PAGE TEXT →
There are some options dealing with color images and text normalization:

option action
-b, –binarize / –no-binarize Binarizes color/grayscale images (default) or retains the original in the output.
-u, –normalization Normalizes text to one of the following Unicode normalization forms: NFD, NFKD, NFC, NFKC
-s, –normalize-whitespace / –no-normalize-whitespace Normalizes whitespace in extracted text. There are several different Unicode whitespace characters that are replaced by a standard space when not disabled.
–reorder / –no-reorder Tells ketos to reorder the code point for each line into left-to-right order. Unicode code points are always in reading order, e.g. the first code point in an Arabic line will be the rightmost character. This option reorders them into display order, i.e. the first code point is the leftmost, the second one the next from the left and so on. The train subcommand does this automatically, so it usually isn’t needed.
-r, –rotate / –no-rotate Skips rotation of vertical lines.
-o, –output Output directory, defaults to training

The result will be a directory filled with line image text pairs NNNNNN.png and NNNNNN.gt.txt and a manifest.txt containing a list of all extracted lines.

Training

The training utility allows training of VGSL specified models both from scratch and from existing models. Training data is in all cases just a directory containing image-text file pairs as produced by the transcribe/extract tools. Here are its command line options:

option action
-p, –pad Left and right padding around lines
-o, –output Output model file prefix. Defaults to model.
-s, –spec VGSL spec of the network to train. CTC layer will be added automatically. default: [1,48,0,1 Cr3,3,32 Do0.1,2 Mp2,2 Cr3,3,64 Do0.1,2 Mp2,2 S1(1x12)1,3 Lbx100 Do]
-a, –append Removes layers before argument and then appends spec. Only works when loading an existing model
-i, –load Load existing file to continue training
-F, –savefreq Model save frequency in epochs during training
-R, –report Report creation frequency in epochs
-q, –quit Stop condition for training. Set to early for early stopping (default) or dumb for fixed number of epochs.

REQUEST → Retype everything in the command-line options text above, from "-o, –output Output directory, defaults" down to "all extracted lines.".

[Coordinate annotation entries]
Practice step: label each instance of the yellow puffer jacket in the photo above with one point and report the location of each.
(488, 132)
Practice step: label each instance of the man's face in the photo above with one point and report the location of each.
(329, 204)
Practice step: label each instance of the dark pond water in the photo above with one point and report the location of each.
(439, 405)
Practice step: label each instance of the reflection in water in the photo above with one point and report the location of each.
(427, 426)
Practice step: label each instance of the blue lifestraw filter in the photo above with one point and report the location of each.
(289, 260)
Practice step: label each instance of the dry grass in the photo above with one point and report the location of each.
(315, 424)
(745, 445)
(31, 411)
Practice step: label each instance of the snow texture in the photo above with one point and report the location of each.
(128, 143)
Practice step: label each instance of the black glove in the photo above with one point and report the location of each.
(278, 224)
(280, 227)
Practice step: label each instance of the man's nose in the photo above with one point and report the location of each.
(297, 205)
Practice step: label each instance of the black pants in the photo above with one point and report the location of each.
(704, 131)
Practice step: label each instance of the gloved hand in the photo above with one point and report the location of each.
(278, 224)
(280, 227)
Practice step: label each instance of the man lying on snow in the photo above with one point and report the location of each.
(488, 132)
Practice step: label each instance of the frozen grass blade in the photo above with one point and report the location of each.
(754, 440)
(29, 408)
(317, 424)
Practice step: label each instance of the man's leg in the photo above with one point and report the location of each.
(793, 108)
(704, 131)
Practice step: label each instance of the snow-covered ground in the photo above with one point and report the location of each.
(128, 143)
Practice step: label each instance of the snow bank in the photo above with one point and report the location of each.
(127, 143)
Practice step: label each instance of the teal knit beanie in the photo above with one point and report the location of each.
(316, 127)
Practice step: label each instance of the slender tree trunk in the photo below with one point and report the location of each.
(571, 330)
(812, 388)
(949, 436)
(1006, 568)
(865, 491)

...

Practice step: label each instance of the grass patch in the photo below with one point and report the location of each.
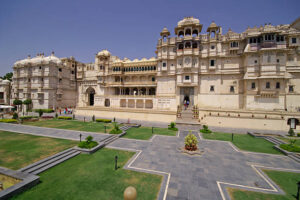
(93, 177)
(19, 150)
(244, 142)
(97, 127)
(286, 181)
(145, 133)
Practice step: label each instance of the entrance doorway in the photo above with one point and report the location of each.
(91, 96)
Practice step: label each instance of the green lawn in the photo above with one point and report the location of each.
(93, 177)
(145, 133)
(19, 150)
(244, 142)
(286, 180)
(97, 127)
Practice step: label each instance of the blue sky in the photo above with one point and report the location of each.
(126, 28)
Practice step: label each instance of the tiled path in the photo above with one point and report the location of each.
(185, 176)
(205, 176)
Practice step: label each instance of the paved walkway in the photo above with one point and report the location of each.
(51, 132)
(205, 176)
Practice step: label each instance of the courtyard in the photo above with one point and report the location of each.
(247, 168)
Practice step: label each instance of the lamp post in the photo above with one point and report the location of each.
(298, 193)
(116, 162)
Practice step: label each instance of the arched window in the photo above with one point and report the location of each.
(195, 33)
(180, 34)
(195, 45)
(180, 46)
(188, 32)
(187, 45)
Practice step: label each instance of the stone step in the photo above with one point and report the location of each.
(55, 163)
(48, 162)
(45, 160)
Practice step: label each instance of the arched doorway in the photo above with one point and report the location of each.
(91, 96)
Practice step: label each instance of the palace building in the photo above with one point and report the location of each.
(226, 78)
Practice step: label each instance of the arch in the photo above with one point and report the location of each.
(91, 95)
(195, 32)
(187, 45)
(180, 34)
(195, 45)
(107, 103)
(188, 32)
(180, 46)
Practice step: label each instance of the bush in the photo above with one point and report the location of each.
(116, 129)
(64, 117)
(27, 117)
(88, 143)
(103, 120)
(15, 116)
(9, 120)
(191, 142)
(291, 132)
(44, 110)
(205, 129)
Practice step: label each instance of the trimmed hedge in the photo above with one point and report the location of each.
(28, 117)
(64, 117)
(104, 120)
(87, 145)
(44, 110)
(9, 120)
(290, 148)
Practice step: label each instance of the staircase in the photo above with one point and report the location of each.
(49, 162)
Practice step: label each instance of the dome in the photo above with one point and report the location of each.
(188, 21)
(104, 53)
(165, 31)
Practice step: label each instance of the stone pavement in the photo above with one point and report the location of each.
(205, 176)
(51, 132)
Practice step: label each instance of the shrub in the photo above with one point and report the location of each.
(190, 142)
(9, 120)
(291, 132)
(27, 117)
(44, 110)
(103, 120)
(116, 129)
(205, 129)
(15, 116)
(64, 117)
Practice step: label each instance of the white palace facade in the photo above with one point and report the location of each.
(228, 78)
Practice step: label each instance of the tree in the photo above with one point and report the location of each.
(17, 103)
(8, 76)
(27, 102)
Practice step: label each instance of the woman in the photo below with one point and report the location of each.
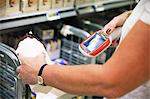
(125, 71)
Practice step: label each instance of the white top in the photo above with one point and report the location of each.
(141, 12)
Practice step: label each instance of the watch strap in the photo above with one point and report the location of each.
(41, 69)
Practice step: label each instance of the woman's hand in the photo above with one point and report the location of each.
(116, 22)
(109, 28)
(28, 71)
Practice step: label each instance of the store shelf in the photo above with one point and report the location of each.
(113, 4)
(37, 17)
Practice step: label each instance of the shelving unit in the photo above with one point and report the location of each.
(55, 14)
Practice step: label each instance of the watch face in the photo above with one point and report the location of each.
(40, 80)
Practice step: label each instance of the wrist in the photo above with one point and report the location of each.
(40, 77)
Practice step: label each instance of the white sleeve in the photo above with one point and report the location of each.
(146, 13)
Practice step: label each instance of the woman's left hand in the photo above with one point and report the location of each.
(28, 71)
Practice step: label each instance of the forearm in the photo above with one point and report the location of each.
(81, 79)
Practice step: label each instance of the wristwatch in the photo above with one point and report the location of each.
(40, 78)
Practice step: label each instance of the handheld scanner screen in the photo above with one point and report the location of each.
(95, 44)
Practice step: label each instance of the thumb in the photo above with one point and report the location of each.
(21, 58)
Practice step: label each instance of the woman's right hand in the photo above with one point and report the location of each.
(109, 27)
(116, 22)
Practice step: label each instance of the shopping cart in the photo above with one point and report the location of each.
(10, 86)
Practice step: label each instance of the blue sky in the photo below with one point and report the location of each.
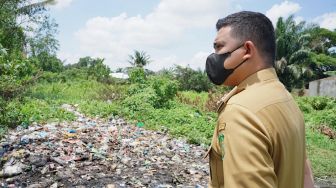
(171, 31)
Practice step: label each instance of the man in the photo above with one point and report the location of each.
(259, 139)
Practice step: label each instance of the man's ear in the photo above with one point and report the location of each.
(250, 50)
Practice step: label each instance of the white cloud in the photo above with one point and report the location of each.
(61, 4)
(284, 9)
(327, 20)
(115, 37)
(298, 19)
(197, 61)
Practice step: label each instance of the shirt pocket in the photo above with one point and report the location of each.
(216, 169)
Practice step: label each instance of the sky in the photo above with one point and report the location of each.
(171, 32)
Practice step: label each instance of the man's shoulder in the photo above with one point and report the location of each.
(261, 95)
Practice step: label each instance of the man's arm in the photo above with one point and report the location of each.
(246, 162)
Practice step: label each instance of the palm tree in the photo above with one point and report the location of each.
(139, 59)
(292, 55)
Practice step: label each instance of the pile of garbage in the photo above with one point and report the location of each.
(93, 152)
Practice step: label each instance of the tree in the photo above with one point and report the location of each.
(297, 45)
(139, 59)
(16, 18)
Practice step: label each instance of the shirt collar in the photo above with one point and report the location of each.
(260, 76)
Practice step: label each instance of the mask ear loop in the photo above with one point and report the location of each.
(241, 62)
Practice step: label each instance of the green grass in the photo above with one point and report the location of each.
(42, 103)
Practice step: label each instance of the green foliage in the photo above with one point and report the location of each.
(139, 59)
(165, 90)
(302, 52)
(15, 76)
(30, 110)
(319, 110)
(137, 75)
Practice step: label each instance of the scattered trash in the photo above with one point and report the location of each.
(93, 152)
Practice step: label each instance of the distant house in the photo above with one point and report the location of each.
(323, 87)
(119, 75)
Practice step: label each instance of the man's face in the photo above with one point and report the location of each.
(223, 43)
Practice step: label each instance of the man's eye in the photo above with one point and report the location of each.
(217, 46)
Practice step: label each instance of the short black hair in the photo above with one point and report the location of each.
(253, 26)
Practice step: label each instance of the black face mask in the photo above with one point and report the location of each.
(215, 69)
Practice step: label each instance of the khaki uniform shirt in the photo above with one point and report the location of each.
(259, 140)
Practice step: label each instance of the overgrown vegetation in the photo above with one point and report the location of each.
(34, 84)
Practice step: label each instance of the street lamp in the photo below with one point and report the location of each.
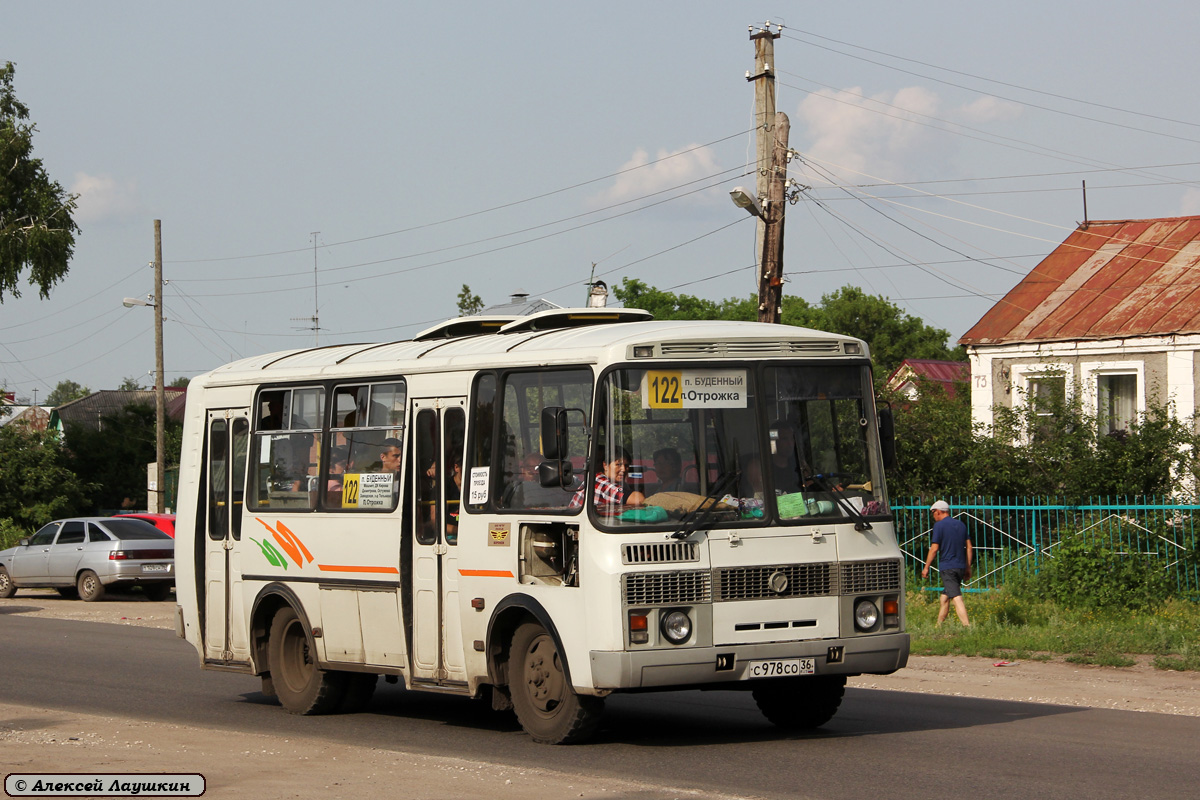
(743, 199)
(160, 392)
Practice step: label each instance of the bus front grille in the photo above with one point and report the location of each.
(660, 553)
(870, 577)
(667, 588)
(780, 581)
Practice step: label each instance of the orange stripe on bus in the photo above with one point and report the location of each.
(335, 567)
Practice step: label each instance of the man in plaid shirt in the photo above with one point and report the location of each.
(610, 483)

TASK OUTPUT →
-o, –output Output directory, defaults to training

The result will be a directory filled with line image text pairs NNNNNN.png and NNNNNN.gt.txt and a manifest.txt containing a list of all extracted lines.